(Document segment)
◇ ◇ ◇ ◇ ◇
Down to the Wire


Still in the thick of this Kickstarter campaign, with only hours to reach another 19 percent to get to my all or nothing funding goal, I took time out to get out.

Pat @ Vermont Apple Festival, Springfield VT, October, 2022

The Vermont Apple Festival was a blast, particularly in watching the young girls and boys dance or stare as they took in live music, so close and personal, mixed in as it was with craft vendors and raffle promos.

Now, I am absorbed in making Time to Stray: A New England Collaboration the next creative endeavor.

But there’s literally less than three days left to reach my goal of $4,665 in funding, so I am feeling reflective as well as under the gun.

However I land, this has been a journey of incredible growth, validation and gratitude. Undertaking a Kickstarter project is work, as it should be, but it’s exciting too, and so being out of my comfort zone has not only been at times uneasy and scary, but fun and exhilarating.

Here is my team from Connecticut, Massachusetts and Vermont, the first people to believe in what my songs and I have to offer: resilience, joy, introspection, honesty, and a determination to face life in all its facets.

Kala Farnham, harp

Luke Selden, banjo

Melissa D. Moorhouse, vocals

Josh Hall, producer

Suzanne Waldren, vocals

Jay Osborn, percussion

Dana Takaki, violin

Besides these incredibly talented artists, several of them songwriters and multi-instrumentalists, there have been behind-the-scenes supporters, guides, muses — without whom I would not have gotten this far. They know who they are and would rather, I think, remain in the background, but I want to thank them. They are the ghosts in the machine of my brain, making it all make sense.

So, if you’ve read this far, and are so inclined, I would love for you to click the link above or below and consider backing this folk album. Choose a “reward” or perk, come to the show in the spring. I would love to meet you and share what for me is an avocation and something that I just have to do.

https://www.kickstarter.com/projects/p88/time-to-stray-a-new-england-collaboration

Folk Songs, Folks!


As recording gets underway with one track completed except for a banjo lick or two, I have been busy figuring out what marketing means to a sometime singer-songwriter who still works an ordinary (though no less important) day job.
◇ ◇ ◇ ◇ ◇
(Instruction A) What funding goal does the blog post set for the Kickstarter campaign?
◇ ◇ ◇ ◇ ◇
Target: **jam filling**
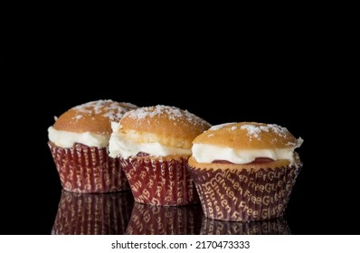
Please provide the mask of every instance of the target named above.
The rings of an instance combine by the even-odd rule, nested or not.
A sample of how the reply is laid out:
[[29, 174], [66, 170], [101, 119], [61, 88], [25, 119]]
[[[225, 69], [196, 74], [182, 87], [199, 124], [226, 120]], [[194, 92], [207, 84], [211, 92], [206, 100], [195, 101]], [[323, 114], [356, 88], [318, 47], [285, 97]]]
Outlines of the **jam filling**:
[[[255, 158], [254, 161], [248, 163], [248, 164], [267, 164], [267, 163], [271, 163], [274, 160], [271, 158], [268, 158], [268, 157], [257, 157]], [[212, 164], [236, 164], [234, 163], [229, 162], [227, 160], [213, 160], [212, 162]]]

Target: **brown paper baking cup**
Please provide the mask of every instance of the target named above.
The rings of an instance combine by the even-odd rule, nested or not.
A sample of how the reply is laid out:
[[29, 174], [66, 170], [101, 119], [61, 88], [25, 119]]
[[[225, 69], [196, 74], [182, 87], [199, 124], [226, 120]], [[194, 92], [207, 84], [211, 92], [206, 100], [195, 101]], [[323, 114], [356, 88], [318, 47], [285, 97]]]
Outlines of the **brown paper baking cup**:
[[136, 156], [118, 158], [137, 202], [186, 205], [199, 201], [187, 157], [178, 159]]
[[286, 220], [278, 219], [251, 221], [233, 222], [203, 219], [202, 235], [290, 235]]
[[133, 203], [129, 192], [86, 194], [62, 191], [52, 234], [124, 234]]
[[189, 170], [205, 217], [251, 221], [284, 214], [300, 167]]
[[62, 188], [76, 192], [110, 192], [128, 190], [127, 178], [118, 159], [107, 149], [75, 145], [71, 148], [48, 143]]
[[198, 235], [202, 209], [199, 205], [181, 207], [134, 203], [128, 235]]

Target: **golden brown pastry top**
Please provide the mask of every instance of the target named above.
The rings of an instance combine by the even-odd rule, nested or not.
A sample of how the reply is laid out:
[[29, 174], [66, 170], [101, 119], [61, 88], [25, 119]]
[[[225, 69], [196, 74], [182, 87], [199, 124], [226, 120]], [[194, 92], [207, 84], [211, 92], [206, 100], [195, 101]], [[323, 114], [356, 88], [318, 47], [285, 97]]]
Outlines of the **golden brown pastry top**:
[[53, 128], [73, 133], [90, 132], [111, 134], [111, 121], [119, 121], [122, 116], [137, 107], [112, 100], [97, 100], [74, 107], [56, 120]]
[[137, 143], [158, 142], [167, 146], [190, 148], [194, 138], [210, 126], [186, 110], [157, 105], [126, 113], [118, 131], [131, 134]]
[[255, 122], [217, 125], [198, 136], [193, 144], [214, 145], [239, 150], [291, 148], [298, 140], [287, 128]]

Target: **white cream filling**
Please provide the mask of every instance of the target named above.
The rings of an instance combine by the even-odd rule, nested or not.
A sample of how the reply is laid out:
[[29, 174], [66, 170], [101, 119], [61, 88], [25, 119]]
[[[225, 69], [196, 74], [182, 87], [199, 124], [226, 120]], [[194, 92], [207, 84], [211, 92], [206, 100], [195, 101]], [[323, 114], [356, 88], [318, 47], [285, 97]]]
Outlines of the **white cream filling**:
[[259, 157], [267, 157], [272, 160], [286, 159], [293, 164], [294, 148], [238, 150], [213, 145], [194, 144], [192, 151], [193, 157], [198, 163], [225, 160], [233, 164], [244, 164], [251, 163]]
[[123, 158], [128, 158], [137, 155], [139, 152], [156, 156], [191, 155], [191, 149], [166, 146], [158, 142], [137, 143], [131, 134], [118, 133], [118, 124], [113, 122], [111, 127], [113, 132], [109, 142], [110, 157], [116, 158], [121, 155]]
[[64, 148], [71, 147], [75, 143], [101, 148], [109, 145], [109, 139], [110, 138], [110, 135], [99, 135], [90, 132], [72, 133], [56, 130], [52, 126], [48, 128], [48, 132], [49, 140], [57, 146]]

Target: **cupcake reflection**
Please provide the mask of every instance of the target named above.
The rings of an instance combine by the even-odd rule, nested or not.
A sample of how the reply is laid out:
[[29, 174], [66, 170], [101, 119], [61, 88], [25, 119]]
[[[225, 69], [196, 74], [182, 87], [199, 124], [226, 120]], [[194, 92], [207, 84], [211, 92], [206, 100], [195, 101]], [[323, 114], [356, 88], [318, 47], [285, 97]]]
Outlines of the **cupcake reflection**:
[[198, 205], [182, 207], [134, 203], [128, 235], [198, 235], [202, 209]]
[[129, 192], [84, 194], [62, 191], [52, 234], [124, 234], [133, 204]]
[[202, 235], [289, 235], [284, 218], [261, 221], [233, 222], [203, 219]]

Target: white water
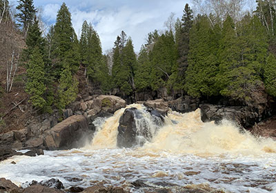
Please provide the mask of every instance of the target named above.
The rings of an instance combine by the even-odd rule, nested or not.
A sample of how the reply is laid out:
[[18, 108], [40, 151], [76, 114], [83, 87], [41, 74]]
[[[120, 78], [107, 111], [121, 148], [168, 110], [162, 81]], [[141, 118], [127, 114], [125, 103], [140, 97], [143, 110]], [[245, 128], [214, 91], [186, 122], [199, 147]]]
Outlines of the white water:
[[[144, 112], [142, 106], [130, 107], [134, 106]], [[151, 130], [155, 134], [151, 141], [141, 148], [119, 149], [117, 128], [124, 111], [106, 121], [97, 120], [99, 131], [86, 148], [14, 156], [0, 163], [0, 177], [18, 185], [58, 178], [66, 187], [102, 182], [133, 192], [138, 190], [130, 183], [137, 179], [169, 188], [168, 184], [204, 183], [230, 192], [276, 192], [276, 143], [272, 139], [241, 134], [228, 121], [221, 125], [204, 123], [199, 110], [184, 114], [172, 112], [164, 127]], [[12, 161], [17, 164], [11, 164]], [[82, 180], [72, 182], [73, 177]]]

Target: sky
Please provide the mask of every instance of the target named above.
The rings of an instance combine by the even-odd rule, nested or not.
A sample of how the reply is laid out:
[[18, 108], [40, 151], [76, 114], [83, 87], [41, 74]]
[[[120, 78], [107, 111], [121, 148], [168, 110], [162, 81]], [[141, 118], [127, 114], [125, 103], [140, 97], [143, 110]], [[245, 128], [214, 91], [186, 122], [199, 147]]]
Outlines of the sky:
[[65, 2], [72, 14], [72, 23], [79, 37], [84, 20], [98, 32], [103, 52], [111, 49], [121, 30], [132, 39], [135, 52], [145, 43], [148, 33], [165, 29], [164, 22], [172, 12], [181, 18], [188, 0], [34, 0], [42, 10], [42, 20], [55, 23], [57, 12]]

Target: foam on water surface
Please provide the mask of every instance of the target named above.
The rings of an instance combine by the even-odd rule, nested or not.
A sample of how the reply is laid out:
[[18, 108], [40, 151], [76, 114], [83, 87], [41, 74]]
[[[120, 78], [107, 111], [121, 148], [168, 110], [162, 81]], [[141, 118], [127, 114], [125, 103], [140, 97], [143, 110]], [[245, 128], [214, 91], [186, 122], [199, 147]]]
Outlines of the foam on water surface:
[[[130, 107], [148, 116], [142, 105]], [[204, 123], [199, 110], [170, 112], [164, 125], [152, 130], [153, 138], [144, 146], [119, 149], [117, 128], [124, 111], [97, 120], [98, 132], [86, 147], [12, 157], [0, 163], [0, 177], [23, 186], [26, 181], [57, 178], [66, 187], [103, 182], [137, 192], [130, 183], [140, 179], [168, 188], [208, 184], [230, 192], [276, 192], [276, 143], [272, 139], [240, 132], [226, 121], [219, 125]]]

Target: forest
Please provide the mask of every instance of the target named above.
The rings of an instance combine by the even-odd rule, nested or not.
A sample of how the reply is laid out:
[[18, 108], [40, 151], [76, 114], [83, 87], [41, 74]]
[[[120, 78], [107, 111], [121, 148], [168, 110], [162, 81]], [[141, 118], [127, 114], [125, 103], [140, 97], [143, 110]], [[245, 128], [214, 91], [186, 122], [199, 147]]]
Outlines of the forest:
[[[184, 4], [182, 17], [170, 28], [149, 32], [139, 54], [122, 30], [112, 52], [103, 54], [89, 21], [77, 37], [64, 3], [45, 34], [32, 0], [19, 0], [17, 14], [8, 0], [1, 0], [1, 93], [10, 92], [20, 77], [33, 110], [51, 114], [76, 99], [82, 68], [87, 83], [124, 99], [160, 88], [174, 99], [223, 97], [244, 105], [256, 90], [276, 96], [275, 1], [257, 0], [254, 10], [244, 11], [244, 1], [209, 0], [208, 12], [201, 1], [194, 1], [201, 10], [196, 14]], [[7, 41], [8, 30], [23, 42], [19, 45], [14, 37]], [[20, 76], [17, 65], [26, 70]]]

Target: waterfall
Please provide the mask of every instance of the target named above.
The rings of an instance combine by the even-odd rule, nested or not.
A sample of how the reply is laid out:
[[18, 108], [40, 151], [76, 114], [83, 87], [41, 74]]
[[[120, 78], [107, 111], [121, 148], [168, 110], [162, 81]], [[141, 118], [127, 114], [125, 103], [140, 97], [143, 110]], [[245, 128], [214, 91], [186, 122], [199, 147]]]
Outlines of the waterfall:
[[276, 142], [273, 139], [257, 139], [248, 132], [241, 132], [235, 123], [226, 120], [219, 125], [203, 123], [199, 110], [186, 114], [170, 111], [163, 123], [139, 104], [121, 109], [103, 124], [98, 124], [98, 131], [86, 148], [115, 148], [119, 119], [126, 109], [131, 108], [137, 109], [135, 120], [137, 143], [144, 145], [141, 150], [198, 155], [276, 152]]

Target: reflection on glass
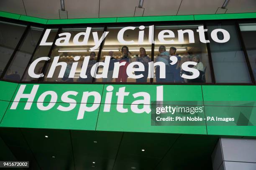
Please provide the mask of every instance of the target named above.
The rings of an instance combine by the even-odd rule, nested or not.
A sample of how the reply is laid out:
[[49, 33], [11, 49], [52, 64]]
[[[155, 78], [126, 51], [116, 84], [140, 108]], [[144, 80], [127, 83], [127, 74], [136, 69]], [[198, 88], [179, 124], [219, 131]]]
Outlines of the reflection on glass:
[[240, 24], [239, 25], [254, 80], [256, 80], [256, 23]]
[[[211, 23], [207, 25], [207, 28], [209, 37], [211, 37], [212, 30], [218, 28], [225, 30], [230, 35], [230, 39], [225, 43], [218, 43], [209, 40], [216, 82], [251, 82], [247, 64], [235, 24]], [[218, 32], [217, 36], [219, 40], [223, 39], [221, 32]]]
[[23, 34], [26, 26], [0, 22], [0, 76]]
[[[117, 39], [118, 33], [124, 27], [108, 28], [109, 33], [106, 37], [100, 58], [100, 61], [105, 62], [106, 56], [110, 56], [108, 77], [97, 78], [95, 81], [98, 82], [149, 82], [150, 78], [148, 78], [148, 70], [150, 72], [151, 69], [148, 68], [148, 62], [151, 61], [150, 55], [152, 42], [148, 40], [149, 27], [138, 26], [135, 27], [133, 30], [126, 30], [123, 35], [123, 40], [126, 41], [133, 41], [132, 43], [128, 45], [120, 42]], [[143, 42], [139, 42], [139, 32], [141, 30], [144, 31]], [[134, 62], [141, 62], [144, 68], [144, 71], [133, 71], [132, 75], [130, 75], [132, 77], [140, 77], [138, 78], [129, 76], [126, 72], [129, 64]], [[123, 62], [125, 62], [125, 64]], [[113, 78], [114, 66], [116, 62], [119, 62], [121, 66], [119, 67], [118, 76]], [[136, 70], [138, 67], [138, 65], [135, 65], [132, 68]], [[102, 74], [103, 70], [103, 68], [99, 66], [97, 74]], [[141, 77], [141, 75], [143, 75], [142, 77]]]
[[[47, 40], [47, 42], [52, 42], [56, 36], [57, 34], [57, 29], [52, 29]], [[33, 58], [31, 60], [31, 62], [33, 62], [35, 60], [42, 57], [48, 57], [50, 50], [51, 49], [51, 45], [38, 45], [32, 57]], [[36, 65], [34, 70], [34, 72], [37, 75], [40, 75], [42, 73], [43, 68], [46, 61], [41, 61], [38, 62]], [[27, 68], [25, 71], [24, 77], [22, 79], [23, 81], [37, 81], [38, 80], [38, 78], [33, 78], [30, 77], [28, 72], [28, 68], [31, 64], [30, 63], [28, 68]]]
[[[69, 32], [71, 37], [68, 45], [63, 46], [54, 45], [50, 56], [49, 62], [46, 65], [46, 72], [44, 78], [45, 81], [54, 82], [92, 82], [95, 72], [91, 72], [92, 67], [97, 61], [97, 53], [99, 47], [94, 50], [90, 48], [95, 45], [95, 42], [92, 32], [97, 32], [98, 37], [100, 38], [103, 33], [103, 28], [92, 28], [87, 44], [77, 45], [74, 44], [74, 38], [78, 33], [86, 32], [87, 28], [63, 28], [61, 33]], [[85, 36], [80, 36], [78, 39], [78, 43], [85, 40]], [[86, 38], [85, 38], [86, 39]], [[61, 41], [61, 42], [62, 41]], [[54, 58], [59, 56], [58, 63], [59, 65], [52, 65]], [[87, 61], [87, 58], [88, 59]], [[71, 72], [71, 68], [77, 63], [75, 72]], [[52, 69], [54, 71], [52, 76], [49, 76], [49, 71]], [[60, 75], [61, 70], [64, 69], [63, 76]], [[82, 76], [84, 73], [87, 78]], [[71, 74], [72, 73], [72, 74]]]
[[36, 27], [30, 28], [8, 68], [4, 79], [20, 80], [43, 30]]
[[[156, 26], [155, 29], [155, 49], [154, 62], [161, 62], [164, 63], [165, 78], [161, 78], [160, 73], [163, 72], [161, 67], [154, 67], [154, 82], [211, 82], [211, 75], [209, 66], [206, 44], [201, 42], [197, 29], [200, 25], [184, 25], [173, 26]], [[187, 33], [183, 35], [184, 40], [181, 42], [178, 35], [178, 30], [190, 30], [193, 31], [192, 35]], [[159, 39], [159, 33], [164, 30], [171, 30], [174, 33], [174, 38], [164, 38], [160, 41]], [[191, 36], [191, 37], [190, 37]], [[189, 42], [193, 37], [195, 43]], [[172, 58], [170, 58], [171, 56]], [[182, 74], [192, 75], [192, 73], [182, 68], [184, 62], [194, 61], [197, 63], [196, 66], [189, 65], [189, 67], [198, 70], [200, 75], [194, 79], [187, 79], [181, 77]]]

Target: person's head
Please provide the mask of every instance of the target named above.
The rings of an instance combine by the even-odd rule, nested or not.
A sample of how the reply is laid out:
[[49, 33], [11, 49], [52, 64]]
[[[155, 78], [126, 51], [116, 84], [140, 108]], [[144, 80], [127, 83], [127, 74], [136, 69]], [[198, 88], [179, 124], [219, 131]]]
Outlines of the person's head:
[[170, 50], [169, 52], [170, 52], [170, 54], [172, 55], [175, 55], [176, 53], [176, 50], [177, 49], [174, 47], [172, 47], [170, 48]]
[[159, 52], [162, 53], [166, 51], [166, 48], [165, 48], [165, 46], [164, 45], [160, 45], [159, 47], [159, 49], [158, 49], [158, 51]]
[[196, 62], [199, 62], [200, 61], [200, 58], [199, 56], [198, 55], [195, 55], [192, 58], [192, 61], [194, 61]]
[[123, 46], [121, 49], [121, 52], [125, 55], [128, 55], [128, 52], [129, 52], [129, 48], [127, 46]]
[[146, 56], [147, 55], [146, 50], [143, 47], [140, 48], [140, 55], [141, 56]]
[[110, 57], [112, 57], [114, 55], [114, 52], [113, 51], [110, 51], [108, 52], [108, 55]]
[[90, 54], [90, 60], [94, 59], [96, 56], [96, 53], [94, 51], [92, 51]]

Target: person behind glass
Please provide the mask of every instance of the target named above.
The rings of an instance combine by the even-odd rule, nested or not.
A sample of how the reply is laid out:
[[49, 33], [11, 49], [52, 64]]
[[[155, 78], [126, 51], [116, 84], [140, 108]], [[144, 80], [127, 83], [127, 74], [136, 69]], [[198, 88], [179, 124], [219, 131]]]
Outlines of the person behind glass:
[[161, 62], [165, 64], [165, 78], [160, 78], [160, 66], [156, 66], [156, 82], [174, 82], [173, 73], [171, 72], [170, 68], [169, 53], [166, 51], [166, 48], [164, 45], [160, 45], [158, 51], [159, 54], [156, 57], [156, 62]]
[[[92, 51], [90, 53], [90, 58], [88, 63], [88, 66], [87, 67], [87, 70], [86, 70], [86, 75], [87, 75], [87, 78], [82, 78], [79, 77], [77, 81], [84, 81], [84, 82], [91, 82], [92, 80], [92, 76], [91, 75], [91, 70], [92, 67], [95, 63], [97, 62], [96, 56], [96, 53]], [[82, 67], [83, 65], [81, 65], [81, 67]]]
[[[136, 82], [146, 82], [148, 74], [148, 62], [151, 61], [151, 59], [149, 58], [148, 56], [147, 55], [145, 48], [142, 47], [140, 48], [140, 55], [137, 58], [136, 61], [141, 62], [143, 64], [145, 68], [145, 71], [136, 71], [134, 72], [135, 75], [139, 75], [140, 74], [142, 74], [143, 75], [143, 77], [141, 78], [136, 79]], [[136, 65], [136, 67], [138, 68], [138, 66]]]
[[[114, 70], [114, 66], [115, 66], [115, 62], [118, 62], [117, 60], [114, 57], [114, 52], [113, 51], [110, 51], [108, 52], [108, 55], [110, 56], [110, 60], [109, 63], [109, 66], [108, 67], [108, 78], [102, 78], [102, 81], [103, 82], [111, 82], [113, 80], [112, 78], [113, 76], [113, 72]], [[103, 61], [103, 62], [105, 61]]]
[[169, 50], [170, 52], [170, 56], [176, 56], [178, 59], [178, 61], [176, 63], [173, 65], [170, 65], [170, 68], [171, 69], [170, 71], [173, 74], [173, 78], [174, 82], [184, 82], [184, 80], [180, 77], [181, 58], [176, 55], [177, 50], [177, 49], [176, 48], [174, 47], [172, 47], [170, 48], [170, 50]]
[[[192, 68], [195, 68], [199, 71], [200, 74], [199, 76], [194, 79], [188, 80], [188, 82], [205, 82], [202, 80], [202, 75], [205, 73], [205, 67], [204, 65], [201, 61], [200, 61], [200, 58], [198, 55], [195, 55], [192, 58], [192, 61], [197, 62], [197, 65], [195, 65]], [[192, 74], [191, 74], [191, 75]]]
[[65, 73], [64, 73], [64, 76], [61, 79], [61, 80], [65, 82], [73, 82], [74, 81], [73, 78], [69, 78], [69, 73], [71, 70], [71, 67], [72, 67], [73, 61], [72, 61], [72, 59], [69, 59], [67, 65], [67, 68], [66, 69], [66, 70], [65, 71]]
[[128, 76], [126, 73], [126, 68], [131, 62], [131, 53], [129, 52], [129, 48], [126, 46], [123, 46], [121, 49], [122, 56], [119, 60], [119, 62], [126, 62], [124, 65], [122, 65], [119, 68], [119, 72], [118, 77], [115, 79], [116, 82], [126, 82]]

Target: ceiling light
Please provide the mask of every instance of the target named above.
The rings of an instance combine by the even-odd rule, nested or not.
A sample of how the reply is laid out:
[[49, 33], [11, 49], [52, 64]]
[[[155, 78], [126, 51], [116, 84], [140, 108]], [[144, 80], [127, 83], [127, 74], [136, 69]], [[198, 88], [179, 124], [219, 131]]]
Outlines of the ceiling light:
◇ ◇ ◇ ◇ ◇
(Instruction B) Quote the stretch of the listing from the line containing "Target: **golden brown pastry top**" through the line containing "140], [57, 146]]", with both of those lines included.

(Task solution A) $4,665

(Task solution B)
Target: **golden brown pastry top**
Please provide the mask of every instance of the target named above.
The rings of an instance combine by the even-odd rule, nested or not.
A sample of how the reply is laid out:
[[29, 174], [66, 170], [101, 119], [61, 88], [25, 119]]
[[[225, 69], [196, 74], [182, 87], [199, 124], [226, 120]], [[194, 92], [207, 84], [211, 92], [206, 100], [195, 101]], [[323, 114], [356, 88], [318, 47], [285, 97]]]
Outlines of the **golden brown pastry top**:
[[53, 128], [73, 133], [90, 132], [111, 134], [111, 121], [119, 121], [122, 116], [137, 107], [112, 100], [97, 100], [74, 107], [56, 120]]
[[137, 143], [158, 142], [167, 146], [190, 148], [194, 138], [210, 126], [186, 110], [157, 105], [126, 113], [118, 131], [131, 134]]
[[255, 122], [217, 125], [198, 136], [193, 144], [214, 145], [239, 150], [291, 148], [298, 140], [287, 128]]

Target: **white cream filling**
Please provide the mask of every instance of the target named above.
The rings of an instance combine by the even-odd rule, nested or not.
A sample of how the reply is laid out:
[[29, 174], [66, 170], [101, 119], [61, 88], [25, 119]]
[[[225, 69], [196, 74], [182, 87], [199, 124], [226, 120]], [[194, 92], [207, 84], [211, 92], [206, 100], [195, 101]], [[323, 114], [356, 88], [318, 47], [285, 97]]]
Outlines of the **white cream filling**:
[[259, 157], [267, 157], [272, 160], [286, 159], [293, 164], [294, 148], [238, 150], [213, 145], [194, 144], [192, 151], [193, 157], [198, 163], [225, 160], [233, 164], [244, 164], [251, 163]]
[[123, 158], [128, 158], [137, 155], [139, 152], [156, 156], [191, 155], [191, 149], [166, 146], [158, 142], [137, 143], [131, 134], [118, 133], [118, 124], [113, 122], [111, 127], [113, 132], [109, 142], [110, 157], [116, 158], [121, 155]]
[[64, 148], [71, 147], [75, 143], [101, 148], [109, 145], [109, 139], [110, 138], [110, 135], [99, 135], [90, 132], [72, 133], [56, 130], [52, 126], [48, 128], [48, 132], [49, 140], [57, 146]]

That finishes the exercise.